What you are asked to do
Copy every one of the entries below line by line, without changing a single character.

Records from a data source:
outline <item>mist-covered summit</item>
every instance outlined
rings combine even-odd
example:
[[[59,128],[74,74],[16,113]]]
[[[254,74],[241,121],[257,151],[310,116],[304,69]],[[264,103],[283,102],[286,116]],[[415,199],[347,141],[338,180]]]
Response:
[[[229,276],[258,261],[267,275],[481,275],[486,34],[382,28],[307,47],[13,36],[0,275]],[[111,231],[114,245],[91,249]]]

Final result
outline <item>mist-covered summit</item>
every instance outlined
rings combine even-odd
example:
[[[59,128],[74,74],[16,113]]]
[[[254,74],[241,121],[257,151],[310,116],[304,69]],[[264,103],[283,102],[286,116]],[[415,199],[347,141],[338,180]]]
Response:
[[[229,276],[258,261],[267,275],[481,275],[486,34],[382,28],[307,47],[13,36],[0,275]],[[111,231],[114,245],[91,249]]]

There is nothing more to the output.